Paylaş
Tek vücut olmadan atlatabilir miyiz bu terör kampanyasını?
“Teröre karşı ortak mücadele etmeliyiz, CHP olarak her türlü katkıyı vermeye hazırız” diyen anamuhalefet liderini yuhalatarak başarabilir miyiz?
Muhalefeti terör örgütüyle yan yana göstererek hakkından gelebilir miyiz bu hain bombaların?
Teröristleri silah bırakıp legalize olmaya teşvik edecekken... Siyasileri kriminalize ederek kesebilir miyiz dağa çıkışların önünü?
20 yıldan fazladır iktidar yüzü görmemiş CHP’ye faturayı keserek üstesinden gelebilir miyiz?
‘Belki’ diyorsanız, bu yolla bir sonuç alınabileceğini düşünüyorsanız, yaklaşın ve kulak verin bana.
***
AK Parti iktidarının ilk yarısında yoğun biçimde denendi bu yöntem.
Şehit cenazelerinde türlü kışkırtma ve taşkınlıklar sergilendi.
Şehit kanlarının hesabı AK Parti’den soruldu. Başbakan Erdoğan’ın çelenklerine saldırıldı. Aleyhinde sloganlar atıldı.
Bindirilmiş kıtalara ‘katil’ diye bağırtılıp çağırtıldı.
Cami avlusuna algı mühendisliği sokuldu.
Şehit cenazeleri üzerinden toplumu kamplaştırma siyaseti güdüldü.
Şehitlerin acısı siyasi çıkarlar için sömürüldü, iktidarı sıkıştırmak için kanırta kanırta istismar edildi.
Hükümet ve AK Parti yetkililerinin karşısına, gittikleri her taziyede, her cenazede bu tür planlı, organize kişiler çıkarıldı.
Ama her seferinde gazete ve TV haberlerine münferit öfkeymiş, spontane tepkiymiş, şehit yakınlarının infialiymiş gibi yansıtıldı.
Türkiye ne hayır gördü peki o psikolojik harekâtlardan?
***
Terör mü yenildi?
Yeni şehit cenazelerinin gelmesi mi önlendi?
İktidar mı devrildi?
Yapanların yanına kâr mı kaldı?
Siyaset mühendisliği mi kazandı?
Algı operasyonlarını mı yedi bu millet?
Ben size söyleyeyim; terörle mücadeleyi zaafa uğratmaktan başka hiçbir halta yaramadı.
Aynı şeyi yapanlar, bugün de farklı sonuç beklemesin.
Anamuhalefet partisini, topluma terör destekçisi gibi göstermeye dönük eylemler, terörle mücadeleyi güçlendirmez.
Çünkü birliğimizi, beraberliğimizi, teröre karşı ortak duruşumuzu güçlendirmez.
Olsa olsa toplumu bölmeye, parçalamaya, kamplaştırmaya yarar. O da terör örgütünü sevindirir.

........

Yapılacak İşler:
[1] Lütfen terörle mücadele yazısının "Hükümet ve AK" sözleriyle başlayıp "terörle mücadeleyi güçlendirmez." sözleriyle biten kısmını, "Türkiye" yerine "Bu memleket" koyarak yeniden yazın.
[2] Terörle mücadele yazısını bittiği yerden sürdürün.

Nesne konumu etiketleme kayıtları:
........

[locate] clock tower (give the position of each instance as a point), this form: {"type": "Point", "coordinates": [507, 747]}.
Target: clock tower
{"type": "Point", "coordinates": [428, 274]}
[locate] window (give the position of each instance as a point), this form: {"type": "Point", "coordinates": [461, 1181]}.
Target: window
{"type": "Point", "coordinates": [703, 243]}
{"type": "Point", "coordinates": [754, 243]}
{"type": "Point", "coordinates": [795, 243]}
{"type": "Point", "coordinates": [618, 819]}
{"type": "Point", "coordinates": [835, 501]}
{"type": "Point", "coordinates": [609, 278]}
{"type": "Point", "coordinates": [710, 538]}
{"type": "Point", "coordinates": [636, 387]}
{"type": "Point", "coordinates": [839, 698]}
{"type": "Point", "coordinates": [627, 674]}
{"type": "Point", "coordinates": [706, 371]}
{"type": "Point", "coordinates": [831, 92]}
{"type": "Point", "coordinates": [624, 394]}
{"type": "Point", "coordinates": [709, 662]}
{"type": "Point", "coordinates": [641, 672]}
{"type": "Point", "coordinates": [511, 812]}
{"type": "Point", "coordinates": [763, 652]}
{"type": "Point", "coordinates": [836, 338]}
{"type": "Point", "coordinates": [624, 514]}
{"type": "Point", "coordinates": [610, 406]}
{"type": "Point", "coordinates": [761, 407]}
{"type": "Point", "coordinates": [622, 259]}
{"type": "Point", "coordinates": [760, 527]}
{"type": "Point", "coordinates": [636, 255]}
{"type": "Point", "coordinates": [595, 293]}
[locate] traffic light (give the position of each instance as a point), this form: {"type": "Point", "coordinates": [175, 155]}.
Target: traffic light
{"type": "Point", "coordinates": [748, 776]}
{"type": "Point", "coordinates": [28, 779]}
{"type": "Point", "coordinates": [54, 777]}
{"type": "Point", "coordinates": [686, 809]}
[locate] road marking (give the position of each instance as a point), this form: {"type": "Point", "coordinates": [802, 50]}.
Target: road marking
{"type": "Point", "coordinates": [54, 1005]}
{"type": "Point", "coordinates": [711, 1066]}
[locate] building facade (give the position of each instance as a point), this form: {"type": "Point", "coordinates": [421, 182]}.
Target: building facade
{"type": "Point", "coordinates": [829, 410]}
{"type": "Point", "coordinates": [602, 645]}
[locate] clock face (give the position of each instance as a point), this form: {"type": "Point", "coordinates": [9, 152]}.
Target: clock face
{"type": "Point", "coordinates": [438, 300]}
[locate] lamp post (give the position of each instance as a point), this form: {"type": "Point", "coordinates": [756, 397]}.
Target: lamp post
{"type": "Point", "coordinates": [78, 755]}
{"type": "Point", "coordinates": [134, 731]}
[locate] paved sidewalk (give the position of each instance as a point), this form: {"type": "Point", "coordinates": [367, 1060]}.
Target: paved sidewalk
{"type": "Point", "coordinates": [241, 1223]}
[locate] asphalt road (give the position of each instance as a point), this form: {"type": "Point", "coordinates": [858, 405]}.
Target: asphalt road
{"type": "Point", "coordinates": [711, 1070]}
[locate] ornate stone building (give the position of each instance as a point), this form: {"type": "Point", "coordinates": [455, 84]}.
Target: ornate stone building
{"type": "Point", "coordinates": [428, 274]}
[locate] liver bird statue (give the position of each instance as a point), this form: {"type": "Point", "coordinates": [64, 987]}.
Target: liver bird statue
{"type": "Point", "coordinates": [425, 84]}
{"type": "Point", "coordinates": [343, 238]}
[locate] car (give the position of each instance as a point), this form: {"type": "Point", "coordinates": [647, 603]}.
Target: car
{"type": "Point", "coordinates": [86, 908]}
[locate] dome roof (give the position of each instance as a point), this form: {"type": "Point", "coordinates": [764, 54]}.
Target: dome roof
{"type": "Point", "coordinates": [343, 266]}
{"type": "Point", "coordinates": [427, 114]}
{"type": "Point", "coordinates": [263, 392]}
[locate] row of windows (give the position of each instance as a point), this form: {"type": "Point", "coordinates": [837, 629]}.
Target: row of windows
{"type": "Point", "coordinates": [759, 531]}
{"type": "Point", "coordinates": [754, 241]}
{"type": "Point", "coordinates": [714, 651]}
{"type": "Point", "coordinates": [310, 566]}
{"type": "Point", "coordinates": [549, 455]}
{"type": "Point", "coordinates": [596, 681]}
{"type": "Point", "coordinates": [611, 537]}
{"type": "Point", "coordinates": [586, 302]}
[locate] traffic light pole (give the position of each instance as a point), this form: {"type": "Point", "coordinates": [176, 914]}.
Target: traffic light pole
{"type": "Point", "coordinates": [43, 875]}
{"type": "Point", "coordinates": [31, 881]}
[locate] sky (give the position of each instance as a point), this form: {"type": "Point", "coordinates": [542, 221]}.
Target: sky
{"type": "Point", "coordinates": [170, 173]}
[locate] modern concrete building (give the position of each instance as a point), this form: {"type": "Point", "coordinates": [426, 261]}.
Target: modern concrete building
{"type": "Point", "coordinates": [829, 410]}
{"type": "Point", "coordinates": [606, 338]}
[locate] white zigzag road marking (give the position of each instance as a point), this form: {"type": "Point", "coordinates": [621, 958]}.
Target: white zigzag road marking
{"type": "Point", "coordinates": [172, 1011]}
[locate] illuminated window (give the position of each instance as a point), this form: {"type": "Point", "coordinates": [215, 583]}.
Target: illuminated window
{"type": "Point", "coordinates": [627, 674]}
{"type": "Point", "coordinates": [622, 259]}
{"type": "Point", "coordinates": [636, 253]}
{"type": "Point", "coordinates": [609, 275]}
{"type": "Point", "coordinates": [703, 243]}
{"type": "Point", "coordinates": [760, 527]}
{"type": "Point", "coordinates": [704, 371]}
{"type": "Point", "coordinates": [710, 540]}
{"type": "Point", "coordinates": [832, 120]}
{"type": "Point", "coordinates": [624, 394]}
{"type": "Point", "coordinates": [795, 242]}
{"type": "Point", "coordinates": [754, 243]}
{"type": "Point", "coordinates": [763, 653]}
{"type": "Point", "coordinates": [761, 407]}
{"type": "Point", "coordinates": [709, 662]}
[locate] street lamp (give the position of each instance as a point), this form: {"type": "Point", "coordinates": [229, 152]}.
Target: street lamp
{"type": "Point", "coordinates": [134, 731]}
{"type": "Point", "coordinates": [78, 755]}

........

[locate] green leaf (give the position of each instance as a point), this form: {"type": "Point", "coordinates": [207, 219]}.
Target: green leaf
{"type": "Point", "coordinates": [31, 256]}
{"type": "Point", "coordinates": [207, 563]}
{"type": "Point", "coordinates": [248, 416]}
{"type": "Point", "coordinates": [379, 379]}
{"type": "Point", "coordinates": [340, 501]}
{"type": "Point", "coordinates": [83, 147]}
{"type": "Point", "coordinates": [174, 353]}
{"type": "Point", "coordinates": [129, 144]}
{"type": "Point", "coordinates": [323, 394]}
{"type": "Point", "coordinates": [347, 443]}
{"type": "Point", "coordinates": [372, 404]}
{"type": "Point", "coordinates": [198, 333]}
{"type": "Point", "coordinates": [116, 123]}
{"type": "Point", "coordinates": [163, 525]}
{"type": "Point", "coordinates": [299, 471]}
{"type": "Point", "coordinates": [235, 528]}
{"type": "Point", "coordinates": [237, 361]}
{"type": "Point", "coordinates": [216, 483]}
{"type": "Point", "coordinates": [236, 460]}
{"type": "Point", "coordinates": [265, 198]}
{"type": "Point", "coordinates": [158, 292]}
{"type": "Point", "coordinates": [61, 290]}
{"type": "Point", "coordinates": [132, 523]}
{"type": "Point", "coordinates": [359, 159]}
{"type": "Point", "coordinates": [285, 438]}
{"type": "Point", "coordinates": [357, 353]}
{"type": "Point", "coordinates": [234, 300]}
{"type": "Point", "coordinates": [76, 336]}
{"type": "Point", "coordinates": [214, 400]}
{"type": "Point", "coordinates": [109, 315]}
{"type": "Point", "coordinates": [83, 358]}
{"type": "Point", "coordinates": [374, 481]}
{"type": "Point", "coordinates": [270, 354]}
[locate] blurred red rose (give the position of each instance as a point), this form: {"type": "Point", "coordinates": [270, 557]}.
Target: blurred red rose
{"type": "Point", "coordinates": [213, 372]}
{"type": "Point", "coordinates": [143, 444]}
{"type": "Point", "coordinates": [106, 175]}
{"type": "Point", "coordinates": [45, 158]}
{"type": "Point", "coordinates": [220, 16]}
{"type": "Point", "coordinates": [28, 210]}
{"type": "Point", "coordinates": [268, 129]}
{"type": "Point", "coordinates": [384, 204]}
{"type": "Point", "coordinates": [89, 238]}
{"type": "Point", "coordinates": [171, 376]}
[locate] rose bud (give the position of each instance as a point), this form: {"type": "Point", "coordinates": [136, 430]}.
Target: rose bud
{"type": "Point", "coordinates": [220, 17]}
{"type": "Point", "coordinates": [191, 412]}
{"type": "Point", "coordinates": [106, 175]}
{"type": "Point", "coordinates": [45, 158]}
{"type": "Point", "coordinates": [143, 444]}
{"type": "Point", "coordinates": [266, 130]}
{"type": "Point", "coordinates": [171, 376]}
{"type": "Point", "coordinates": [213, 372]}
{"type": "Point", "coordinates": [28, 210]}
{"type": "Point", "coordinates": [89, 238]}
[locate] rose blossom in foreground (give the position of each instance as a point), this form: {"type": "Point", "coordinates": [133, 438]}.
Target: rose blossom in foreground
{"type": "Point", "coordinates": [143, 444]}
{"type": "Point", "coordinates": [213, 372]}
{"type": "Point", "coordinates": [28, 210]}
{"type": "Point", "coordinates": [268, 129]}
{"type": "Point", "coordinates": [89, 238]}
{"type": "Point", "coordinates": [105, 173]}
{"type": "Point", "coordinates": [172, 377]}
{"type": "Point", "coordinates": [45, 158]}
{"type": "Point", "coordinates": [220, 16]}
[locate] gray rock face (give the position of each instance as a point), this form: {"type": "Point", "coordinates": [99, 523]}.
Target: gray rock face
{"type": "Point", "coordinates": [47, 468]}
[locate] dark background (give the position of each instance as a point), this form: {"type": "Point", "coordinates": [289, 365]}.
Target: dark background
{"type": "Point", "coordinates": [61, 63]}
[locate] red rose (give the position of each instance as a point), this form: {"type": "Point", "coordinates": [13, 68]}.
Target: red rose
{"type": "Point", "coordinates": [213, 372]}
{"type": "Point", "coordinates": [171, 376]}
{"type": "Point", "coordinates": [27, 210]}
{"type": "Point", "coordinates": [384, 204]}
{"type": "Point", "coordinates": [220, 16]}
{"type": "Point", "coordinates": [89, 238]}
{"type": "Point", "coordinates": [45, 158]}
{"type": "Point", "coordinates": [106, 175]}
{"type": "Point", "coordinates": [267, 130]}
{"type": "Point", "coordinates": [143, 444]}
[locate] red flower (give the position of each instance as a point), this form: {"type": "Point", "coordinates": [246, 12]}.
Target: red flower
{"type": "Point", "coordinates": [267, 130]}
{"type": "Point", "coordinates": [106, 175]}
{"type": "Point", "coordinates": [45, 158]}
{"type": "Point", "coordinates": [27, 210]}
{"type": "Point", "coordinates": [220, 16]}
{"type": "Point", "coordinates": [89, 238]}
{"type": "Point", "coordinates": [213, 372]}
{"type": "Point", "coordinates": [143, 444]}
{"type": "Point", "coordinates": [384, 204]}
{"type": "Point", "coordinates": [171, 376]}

........

Yanıtlar:
[1]
Hükümet ve AK Parti yetkililerinin karşısına, gittikleri her taziyede, her cenazede bu tür planlı, organize kişiler çıkarıldı.
Ama her seferinde gazete ve TV haberlerine münferit öfkeymiş, spontane tepkiymiş, şehit yakınlarının infialiymiş gibi yansıtıldı.
Bu memleket ne hayır gördü peki o psikolojik harekâtlardan?
***
Terör mü yenildi?
Yeni şehit cenazelerinin gelmesi mi önlendi?
İktidar mı devrildi?
Yapanların yanına kâr mı kaldı?
Siyaset mühendisliği mi kazandı?
Algı operasyonlarını mı yedi bu millet?
Ben size söyleyeyim; terörle mücadeleyi zaafa uğratmaktan başka hiçbir halta yaramadı.
Aynı şeyi yapanlar, bugün de farklı sonuç beklemesin.
Anamuhalefet partisini, topluma terör destekçisi gibi göstermeye dönük eylemler, terörle mücadeleyi güçlendirmez.

[2]
Dağdakilerin isteyip da yapamadığı, arayıp da bulamadığı fırsattır. Ekmeklerine yağ sürüp altın tepside servis etseniz daha iyi.
***
Dün Fatih Camisi’nin avlusunda yaşanan provokasyonlar dilerim bir daha tekrarlanmasın, bu son olsun.
İstanbul Emniyet Müdürü Mustafa Çalışkan’ı kutluyorum.
Silah arkadaşlarını toprağa verirken, en acılı anında bile sağduyuyu elden bırakmadı. Yerinde müdahalelerle taşkınlıkların büyümesinin önüne geçti.
Aynı basiret ve duyarlılığı, şehit cenazelerine nezaret eden askeriyle polisiyle bütün güvenlik bürokrasisinden, kaymakamı valisiyle bütün mülki amirlerden ve iktidarı muhalefetiyle bütün siyasetten beklemek hakkımız.
Cumhurbaşkanı Erdoğan’ın sık sık tekrarladığı üzere... En ‘bir olmamız, iri olmamız, diri olmamız’ gereken günde bizi bölüp parçalara ayırmak, birbirimize düşürmek isteyenlere göz açtırmasınlar.
Aramıza nifak sokmak, şehit cenazelerinde sıklaştırmamız gereken safları bozmak isteyenlere fırsat vermesinler.
Siyasi kavgalarımızın cami avlularına taşınmasına izin vermesinler.
Şehit cenazelerinde kenetlenmemize göz koyanlar, orada bile birleşmemizi istemeyenler var, bilsin ve uyanık olsunlar.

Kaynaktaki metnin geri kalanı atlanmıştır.